-- Data shown --
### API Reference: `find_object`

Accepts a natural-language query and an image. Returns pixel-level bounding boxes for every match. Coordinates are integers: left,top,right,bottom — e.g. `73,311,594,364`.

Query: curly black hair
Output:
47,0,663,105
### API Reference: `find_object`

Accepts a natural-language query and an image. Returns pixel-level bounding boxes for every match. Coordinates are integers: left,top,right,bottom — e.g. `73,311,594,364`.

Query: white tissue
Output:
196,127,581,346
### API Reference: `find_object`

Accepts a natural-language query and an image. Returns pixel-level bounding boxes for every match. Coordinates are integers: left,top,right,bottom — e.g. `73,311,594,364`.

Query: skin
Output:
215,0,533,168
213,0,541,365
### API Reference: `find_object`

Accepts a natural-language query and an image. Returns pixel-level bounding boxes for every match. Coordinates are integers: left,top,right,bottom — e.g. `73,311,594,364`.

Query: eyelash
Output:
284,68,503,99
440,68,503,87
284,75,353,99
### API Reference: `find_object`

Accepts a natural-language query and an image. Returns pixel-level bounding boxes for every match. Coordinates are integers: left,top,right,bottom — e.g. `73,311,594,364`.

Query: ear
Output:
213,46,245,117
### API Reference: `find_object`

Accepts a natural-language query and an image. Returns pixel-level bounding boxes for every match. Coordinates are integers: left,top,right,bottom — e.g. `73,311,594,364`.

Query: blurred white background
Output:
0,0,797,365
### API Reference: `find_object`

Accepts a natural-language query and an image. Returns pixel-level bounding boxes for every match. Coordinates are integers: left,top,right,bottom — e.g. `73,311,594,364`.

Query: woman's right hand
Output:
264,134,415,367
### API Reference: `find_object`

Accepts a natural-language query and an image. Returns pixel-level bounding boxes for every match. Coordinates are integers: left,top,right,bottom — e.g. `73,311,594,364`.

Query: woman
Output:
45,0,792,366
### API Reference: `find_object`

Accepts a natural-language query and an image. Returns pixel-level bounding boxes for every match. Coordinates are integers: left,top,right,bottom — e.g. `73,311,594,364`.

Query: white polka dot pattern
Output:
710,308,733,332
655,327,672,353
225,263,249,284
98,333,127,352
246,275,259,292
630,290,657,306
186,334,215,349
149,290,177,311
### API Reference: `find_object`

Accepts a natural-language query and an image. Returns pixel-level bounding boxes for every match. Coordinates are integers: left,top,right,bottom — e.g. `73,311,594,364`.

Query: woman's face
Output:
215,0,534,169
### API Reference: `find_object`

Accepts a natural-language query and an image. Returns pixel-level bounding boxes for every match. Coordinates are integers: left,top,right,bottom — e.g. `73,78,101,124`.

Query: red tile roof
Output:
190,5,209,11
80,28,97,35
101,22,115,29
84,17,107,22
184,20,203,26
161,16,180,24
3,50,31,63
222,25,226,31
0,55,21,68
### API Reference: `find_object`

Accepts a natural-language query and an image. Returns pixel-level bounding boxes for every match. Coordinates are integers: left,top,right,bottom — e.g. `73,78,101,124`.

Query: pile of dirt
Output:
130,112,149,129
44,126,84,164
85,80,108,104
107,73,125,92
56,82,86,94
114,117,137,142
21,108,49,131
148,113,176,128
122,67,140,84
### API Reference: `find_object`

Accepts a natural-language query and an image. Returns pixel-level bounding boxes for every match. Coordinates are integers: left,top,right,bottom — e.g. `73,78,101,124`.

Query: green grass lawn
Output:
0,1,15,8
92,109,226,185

-- What is being asked --
Everything in the listing should be set down again exactly.

-- Solution for this exercise --
### API Reference: `find_object`

Accepts a natural-language query and an image. Returns pixel-level bounding boxes for every match. Coordinates are integers: left,top,right,bottom — e.g. `73,311,594,364`.

Query: curly black hair
Output:
47,0,663,105
### API Reference: `find_object`

Accepts a natural-language query and an image. Returns pixel-level bounding boxes for every match. Coordinates are integers: left,top,right,bottom — e.g. `73,311,594,364`.

Query: white tissue
Output:
196,127,581,346
### API Reference: `find_object`

Accepts a natural-language query and an image. Returns pixel-level bounding boxes for every match. Coordinates are integers: left,top,right,bottom — e.g. `73,311,594,364`.

Query: skin
Output:
215,0,533,168
213,0,541,365
### API Reference: `find_object`

Accepts a natural-language query and an image. Returns pixel-level bounding boxes for every match. Coordinates are integers: left,top,right,bottom — e.g. `73,311,594,364`.

Query: eyelash
Output:
284,68,503,99
440,68,503,87
284,75,353,99
### API Reference: `find_object`

Accepts a natural-language query and an image. Returns pixel-level bounding boxes for every match. Coordinates are integers: left,top,right,bottom — e.g. `73,311,594,364`.

Query: ear
Output:
213,46,245,117
### API Reference: `find_object`

Accepts a natural-language query and an image. Returns pixel-level bounding boxes for every match. Coordinates are integers: left,top,right,bottom — e.g. `73,311,594,364`.

Query: blurred white background
Output:
0,0,797,365
### API Reference: `find_object`

Accepts a natural-language query and an image. Returns pixel-level bounding boxes for every match. Coordinates are integers: left,top,right,bottom — e.g. `73,311,594,364`.

Query: woman's right hand
Output:
264,134,415,367
### API Reference: `find_object`

Accepts a natural-language query and an image. Returns pixel-level bounding boxes for every match. Coordinates are integers: left,top,right,bottom — e.g. `73,311,594,364`.

Query: woman
Output:
45,0,792,366
### API Reference: `find_object`

Accepts a natural-language query and an image. Returns pixel-level bounding boxes for every match. Coordinates are integers: left,top,right,bottom — e.g. `73,311,594,364`.

Query: white polka dot pattern
Output:
710,308,733,332
655,327,672,353
225,263,249,284
98,333,127,352
246,275,259,292
630,290,657,306
186,334,215,349
149,290,177,311
### API Reference: `find_object`

Accepts a natural-language query and an image. Returns pixel-level bounding boxes for every match. Coordinates are integers: left,top,right,bottom — e.g. `73,311,594,364`.

Query: woman's face
Output:
215,0,534,169
### API Reference: `find_object`

Accepts a natural-language query and an image. Returns pixel-level bounding boxes for every match. Coordinates are integers: left,top,right,bottom — e.g. `73,78,101,124`.

Query: red tile roof
Output:
190,5,209,11
80,28,97,35
101,22,115,29
84,17,107,22
184,20,203,26
161,16,180,24
3,50,31,63
222,25,226,31
0,55,21,68
### API Reference: `find_object`

Accepts a natural-language query and an image. Returns pixel-level bounding boxes for every match. Coordinates are integers: left,top,right,bottom — e.g. `73,78,101,124`.

Query: pile of dirt
Output:
130,112,149,129
44,126,84,164
85,80,108,104
107,73,125,92
56,82,86,94
114,117,137,142
21,108,49,131
148,113,176,128
122,67,140,84
### API Reference: `find_object`

Accepts a natural-language query and an image. Returns pixel-level bounding boxes for every match. Coordinates are integers: left,top,right,bottom — e.g. `73,78,101,124`.

Query: green grass lawn
Output:
0,1,15,8
92,109,226,185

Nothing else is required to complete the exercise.